== TEXT

Denpasar, Bali – Indonesia's resort island of Bali has deported more foreigners in the first seven months of this year than the whole of last year, with an expert noting that the immigration policy is likely to deter those who come to Bali to work illegally.
"Last year, in one year alone, 188 people (were deported). It's only July 2023 and already 198 people (have been deported)," Bali Ministry of Law and Human Rights head Anggiat Napitupulu was quoted as saying by CNN Indonesia on Sunday (Aug 6).
He noted concerns that an increasing number of visitors would lead to more violations in Bali.
"The violations are increasing ... The number of foreigners who came last year was still below 2 million. Now up till July alone, it is already 2.6 million people," he reportedly said.
"In the future, it is worrying because the more the people who come, the higher the potential for violations."
The top three most deported foreigners are from Russia, the United States and the United Kingdom. Mr Napitupulu reportedly said that the most common violation is overstaying, followed by illegal work.

====
== THE DATA

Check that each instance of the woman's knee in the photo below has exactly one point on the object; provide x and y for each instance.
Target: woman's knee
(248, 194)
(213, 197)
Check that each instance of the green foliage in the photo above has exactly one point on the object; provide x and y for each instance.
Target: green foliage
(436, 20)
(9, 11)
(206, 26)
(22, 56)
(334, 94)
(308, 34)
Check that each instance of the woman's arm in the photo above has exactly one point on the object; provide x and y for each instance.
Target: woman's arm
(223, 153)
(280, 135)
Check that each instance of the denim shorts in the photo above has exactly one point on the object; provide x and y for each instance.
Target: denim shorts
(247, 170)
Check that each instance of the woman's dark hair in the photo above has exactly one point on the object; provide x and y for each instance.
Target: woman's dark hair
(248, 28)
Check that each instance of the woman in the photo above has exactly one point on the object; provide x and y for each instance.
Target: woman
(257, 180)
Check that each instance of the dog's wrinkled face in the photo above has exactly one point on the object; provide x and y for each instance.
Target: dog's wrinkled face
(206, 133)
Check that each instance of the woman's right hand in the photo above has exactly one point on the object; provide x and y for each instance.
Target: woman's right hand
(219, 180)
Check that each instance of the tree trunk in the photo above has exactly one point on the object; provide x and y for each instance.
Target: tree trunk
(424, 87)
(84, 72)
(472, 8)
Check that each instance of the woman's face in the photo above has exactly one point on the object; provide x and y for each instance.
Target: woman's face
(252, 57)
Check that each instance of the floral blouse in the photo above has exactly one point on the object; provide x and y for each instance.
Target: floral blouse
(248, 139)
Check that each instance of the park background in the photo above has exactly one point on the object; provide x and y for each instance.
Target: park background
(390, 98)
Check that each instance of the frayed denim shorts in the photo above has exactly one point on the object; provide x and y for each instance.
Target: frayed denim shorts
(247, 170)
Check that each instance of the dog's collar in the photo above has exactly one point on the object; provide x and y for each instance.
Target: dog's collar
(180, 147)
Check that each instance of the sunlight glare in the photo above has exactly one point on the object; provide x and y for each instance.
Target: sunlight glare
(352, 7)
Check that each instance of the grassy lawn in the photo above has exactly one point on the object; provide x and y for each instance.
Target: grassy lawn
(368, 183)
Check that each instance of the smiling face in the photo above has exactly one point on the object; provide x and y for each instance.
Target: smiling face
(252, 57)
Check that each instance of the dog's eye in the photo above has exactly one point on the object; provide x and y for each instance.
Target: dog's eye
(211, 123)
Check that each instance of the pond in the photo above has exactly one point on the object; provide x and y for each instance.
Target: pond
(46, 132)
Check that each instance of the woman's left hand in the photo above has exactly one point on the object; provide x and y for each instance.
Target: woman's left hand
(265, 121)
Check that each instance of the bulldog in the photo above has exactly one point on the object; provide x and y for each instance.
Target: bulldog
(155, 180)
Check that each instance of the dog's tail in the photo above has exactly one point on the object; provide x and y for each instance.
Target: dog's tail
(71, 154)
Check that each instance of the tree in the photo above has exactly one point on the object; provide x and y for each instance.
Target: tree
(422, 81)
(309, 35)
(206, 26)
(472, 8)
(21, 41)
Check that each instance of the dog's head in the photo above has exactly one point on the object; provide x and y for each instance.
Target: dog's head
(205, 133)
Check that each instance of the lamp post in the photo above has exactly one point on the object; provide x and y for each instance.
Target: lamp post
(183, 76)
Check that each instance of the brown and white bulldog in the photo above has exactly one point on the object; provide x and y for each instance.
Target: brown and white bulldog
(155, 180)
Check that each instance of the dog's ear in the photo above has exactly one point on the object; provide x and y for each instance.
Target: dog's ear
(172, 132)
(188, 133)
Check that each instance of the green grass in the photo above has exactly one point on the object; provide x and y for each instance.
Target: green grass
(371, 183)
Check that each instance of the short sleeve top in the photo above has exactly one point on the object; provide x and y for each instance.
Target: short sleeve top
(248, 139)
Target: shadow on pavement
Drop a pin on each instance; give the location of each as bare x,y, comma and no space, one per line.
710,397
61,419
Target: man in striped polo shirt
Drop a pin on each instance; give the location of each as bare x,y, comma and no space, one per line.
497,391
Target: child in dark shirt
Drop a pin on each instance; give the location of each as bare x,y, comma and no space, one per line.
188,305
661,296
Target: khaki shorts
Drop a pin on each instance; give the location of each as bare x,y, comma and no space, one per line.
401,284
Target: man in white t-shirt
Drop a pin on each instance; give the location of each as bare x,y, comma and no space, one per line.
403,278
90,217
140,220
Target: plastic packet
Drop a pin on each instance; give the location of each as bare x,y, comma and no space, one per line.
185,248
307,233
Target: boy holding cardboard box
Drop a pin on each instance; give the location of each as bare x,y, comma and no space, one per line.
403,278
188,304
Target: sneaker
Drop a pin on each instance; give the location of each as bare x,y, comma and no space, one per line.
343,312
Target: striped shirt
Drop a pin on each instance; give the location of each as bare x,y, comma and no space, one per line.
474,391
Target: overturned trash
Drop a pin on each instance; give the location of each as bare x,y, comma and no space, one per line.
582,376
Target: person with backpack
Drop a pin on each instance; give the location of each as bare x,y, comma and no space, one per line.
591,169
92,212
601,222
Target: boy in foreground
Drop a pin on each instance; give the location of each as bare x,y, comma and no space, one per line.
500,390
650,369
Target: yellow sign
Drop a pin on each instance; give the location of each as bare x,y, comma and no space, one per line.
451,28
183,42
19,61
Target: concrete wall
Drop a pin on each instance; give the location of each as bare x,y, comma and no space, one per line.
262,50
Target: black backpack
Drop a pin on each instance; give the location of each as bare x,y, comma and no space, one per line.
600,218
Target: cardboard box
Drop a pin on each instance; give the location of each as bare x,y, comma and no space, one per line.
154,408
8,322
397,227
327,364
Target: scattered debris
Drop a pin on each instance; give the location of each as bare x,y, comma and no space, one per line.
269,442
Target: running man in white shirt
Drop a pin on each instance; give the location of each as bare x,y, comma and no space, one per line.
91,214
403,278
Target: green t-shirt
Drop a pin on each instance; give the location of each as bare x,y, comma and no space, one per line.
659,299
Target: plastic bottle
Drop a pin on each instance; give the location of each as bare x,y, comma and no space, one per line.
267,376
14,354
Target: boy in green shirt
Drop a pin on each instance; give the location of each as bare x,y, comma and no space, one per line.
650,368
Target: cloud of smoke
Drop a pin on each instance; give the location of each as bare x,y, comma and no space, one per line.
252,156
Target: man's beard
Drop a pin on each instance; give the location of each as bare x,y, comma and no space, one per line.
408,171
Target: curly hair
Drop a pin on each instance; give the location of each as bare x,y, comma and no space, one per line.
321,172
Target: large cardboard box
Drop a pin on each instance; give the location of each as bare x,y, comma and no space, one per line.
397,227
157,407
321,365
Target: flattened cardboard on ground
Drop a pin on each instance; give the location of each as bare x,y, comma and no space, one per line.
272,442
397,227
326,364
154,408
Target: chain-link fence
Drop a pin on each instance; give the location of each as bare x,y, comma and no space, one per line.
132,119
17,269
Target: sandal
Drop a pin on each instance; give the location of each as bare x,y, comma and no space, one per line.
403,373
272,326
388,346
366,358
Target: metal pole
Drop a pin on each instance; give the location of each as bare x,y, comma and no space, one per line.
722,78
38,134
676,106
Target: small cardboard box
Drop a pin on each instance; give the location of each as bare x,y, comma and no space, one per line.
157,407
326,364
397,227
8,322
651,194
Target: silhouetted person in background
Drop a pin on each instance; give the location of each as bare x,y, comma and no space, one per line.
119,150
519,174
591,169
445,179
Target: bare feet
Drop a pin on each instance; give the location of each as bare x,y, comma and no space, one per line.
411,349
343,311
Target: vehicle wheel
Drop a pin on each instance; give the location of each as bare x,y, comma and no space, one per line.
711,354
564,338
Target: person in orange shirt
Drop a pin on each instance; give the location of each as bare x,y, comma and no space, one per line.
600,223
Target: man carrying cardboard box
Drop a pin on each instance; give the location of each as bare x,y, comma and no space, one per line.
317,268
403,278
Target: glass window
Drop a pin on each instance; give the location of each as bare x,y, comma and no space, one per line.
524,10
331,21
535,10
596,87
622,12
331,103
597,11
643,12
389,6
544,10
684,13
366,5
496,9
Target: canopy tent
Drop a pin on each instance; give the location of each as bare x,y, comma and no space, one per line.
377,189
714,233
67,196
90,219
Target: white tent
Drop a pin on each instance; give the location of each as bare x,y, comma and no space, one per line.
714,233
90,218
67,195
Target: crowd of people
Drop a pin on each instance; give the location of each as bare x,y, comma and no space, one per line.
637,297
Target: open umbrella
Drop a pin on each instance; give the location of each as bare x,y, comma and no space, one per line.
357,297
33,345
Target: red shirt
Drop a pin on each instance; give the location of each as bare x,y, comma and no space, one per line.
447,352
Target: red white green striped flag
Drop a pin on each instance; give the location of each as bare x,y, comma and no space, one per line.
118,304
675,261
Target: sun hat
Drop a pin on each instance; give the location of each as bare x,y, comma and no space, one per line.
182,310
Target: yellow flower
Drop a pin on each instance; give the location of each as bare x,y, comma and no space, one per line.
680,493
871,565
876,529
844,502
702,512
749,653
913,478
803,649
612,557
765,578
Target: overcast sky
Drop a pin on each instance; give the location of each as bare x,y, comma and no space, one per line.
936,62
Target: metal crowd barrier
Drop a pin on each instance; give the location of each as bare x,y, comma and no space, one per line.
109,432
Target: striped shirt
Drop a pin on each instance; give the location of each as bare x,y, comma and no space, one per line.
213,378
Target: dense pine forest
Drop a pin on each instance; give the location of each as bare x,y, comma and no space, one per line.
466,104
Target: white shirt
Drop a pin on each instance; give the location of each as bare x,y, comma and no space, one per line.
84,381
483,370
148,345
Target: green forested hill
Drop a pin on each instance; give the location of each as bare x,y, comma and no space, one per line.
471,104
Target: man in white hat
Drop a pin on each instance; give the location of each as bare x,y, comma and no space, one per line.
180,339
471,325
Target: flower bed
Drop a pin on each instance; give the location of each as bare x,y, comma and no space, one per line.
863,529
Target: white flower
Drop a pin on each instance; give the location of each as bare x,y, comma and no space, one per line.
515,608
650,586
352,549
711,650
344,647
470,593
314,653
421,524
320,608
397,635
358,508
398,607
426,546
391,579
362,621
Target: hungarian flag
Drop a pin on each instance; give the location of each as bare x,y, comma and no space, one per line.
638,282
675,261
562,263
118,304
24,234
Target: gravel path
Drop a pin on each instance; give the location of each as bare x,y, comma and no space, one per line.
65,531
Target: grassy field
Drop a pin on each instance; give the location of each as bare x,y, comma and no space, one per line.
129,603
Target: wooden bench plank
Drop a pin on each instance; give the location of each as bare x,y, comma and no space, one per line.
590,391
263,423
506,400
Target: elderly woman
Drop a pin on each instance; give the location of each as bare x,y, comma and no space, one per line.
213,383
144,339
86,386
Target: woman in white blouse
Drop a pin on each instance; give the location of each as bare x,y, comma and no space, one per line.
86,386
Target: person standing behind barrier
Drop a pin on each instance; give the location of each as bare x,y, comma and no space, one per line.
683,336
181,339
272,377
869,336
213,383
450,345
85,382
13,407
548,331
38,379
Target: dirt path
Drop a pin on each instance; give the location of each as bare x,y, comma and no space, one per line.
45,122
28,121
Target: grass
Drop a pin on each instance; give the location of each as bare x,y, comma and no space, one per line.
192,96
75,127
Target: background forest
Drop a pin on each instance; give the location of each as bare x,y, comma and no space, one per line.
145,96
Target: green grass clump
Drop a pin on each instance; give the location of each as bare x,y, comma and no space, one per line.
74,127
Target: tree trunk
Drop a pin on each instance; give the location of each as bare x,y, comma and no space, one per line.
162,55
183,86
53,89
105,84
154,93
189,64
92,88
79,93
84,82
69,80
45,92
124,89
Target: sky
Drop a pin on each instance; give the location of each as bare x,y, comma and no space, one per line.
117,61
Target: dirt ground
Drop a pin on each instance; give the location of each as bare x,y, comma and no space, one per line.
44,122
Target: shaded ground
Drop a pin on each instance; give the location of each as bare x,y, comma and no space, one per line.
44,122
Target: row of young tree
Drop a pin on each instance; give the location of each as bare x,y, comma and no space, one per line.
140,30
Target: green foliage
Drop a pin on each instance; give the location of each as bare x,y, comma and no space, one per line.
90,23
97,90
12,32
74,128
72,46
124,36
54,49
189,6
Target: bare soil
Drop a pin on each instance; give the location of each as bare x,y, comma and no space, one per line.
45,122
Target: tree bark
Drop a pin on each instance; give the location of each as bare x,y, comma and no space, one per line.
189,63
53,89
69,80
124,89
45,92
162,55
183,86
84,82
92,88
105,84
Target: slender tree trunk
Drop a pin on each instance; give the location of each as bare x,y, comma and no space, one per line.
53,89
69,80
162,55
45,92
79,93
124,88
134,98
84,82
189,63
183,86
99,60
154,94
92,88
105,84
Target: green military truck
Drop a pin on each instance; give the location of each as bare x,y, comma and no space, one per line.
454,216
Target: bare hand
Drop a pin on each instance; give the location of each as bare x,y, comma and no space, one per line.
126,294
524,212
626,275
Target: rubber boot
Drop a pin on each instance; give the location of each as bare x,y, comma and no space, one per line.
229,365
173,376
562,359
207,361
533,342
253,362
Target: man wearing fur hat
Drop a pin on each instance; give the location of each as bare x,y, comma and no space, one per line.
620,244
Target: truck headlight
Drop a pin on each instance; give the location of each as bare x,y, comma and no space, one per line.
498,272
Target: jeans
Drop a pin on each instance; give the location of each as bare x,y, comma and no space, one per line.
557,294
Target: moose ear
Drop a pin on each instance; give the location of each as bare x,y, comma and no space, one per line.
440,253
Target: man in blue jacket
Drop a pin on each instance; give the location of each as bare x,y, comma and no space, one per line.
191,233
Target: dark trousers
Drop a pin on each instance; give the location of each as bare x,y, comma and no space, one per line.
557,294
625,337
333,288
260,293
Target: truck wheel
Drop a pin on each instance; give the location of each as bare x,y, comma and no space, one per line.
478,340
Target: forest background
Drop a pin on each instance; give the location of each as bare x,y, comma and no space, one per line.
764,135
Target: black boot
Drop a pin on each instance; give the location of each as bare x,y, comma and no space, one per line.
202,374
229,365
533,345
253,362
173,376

====

WHAT IS NEEDED ->
Resume the news report on Bali's deportation of foreigners, continuing from its final sentence.

ANSWER TO THIS TASK ->
Dedi Dinarto, lead Indonesia analyst at public policy advisory firm Global Counsel, told CNA that the policy is likely to deter foreigners who intend to come to Bali to take up illegal work.
"Despite law enforcement in Indonesia being lax, the immigration policy is somewhat more stringent, and tourists who overstay could easily be identified by the immigration system and database," he said.
He added that the increasing number of deportations has not meant anything to Bali's tourism sector.
This is particularly since figures from Indonesia's Central Bureau of Statistics suggest that foreign arrivals have continued to increase in number since the reopening of the border after the pandemic, he said.
Last Friday, an elderly French national was deported from Bali as he was uncared for and could not pay rent, according to state news agency Antara.
The 75-year-old is a permanent resident of Indonesia. Nonetheless, the French Consulate ensured that the man was a French citizen and they were willing to buy return tickets for the man and a French friend.
A Spanish national was also deported the same day using a self-funded ticket after she was caught trespassing onto a resident's property in Bali's Karangasem regency.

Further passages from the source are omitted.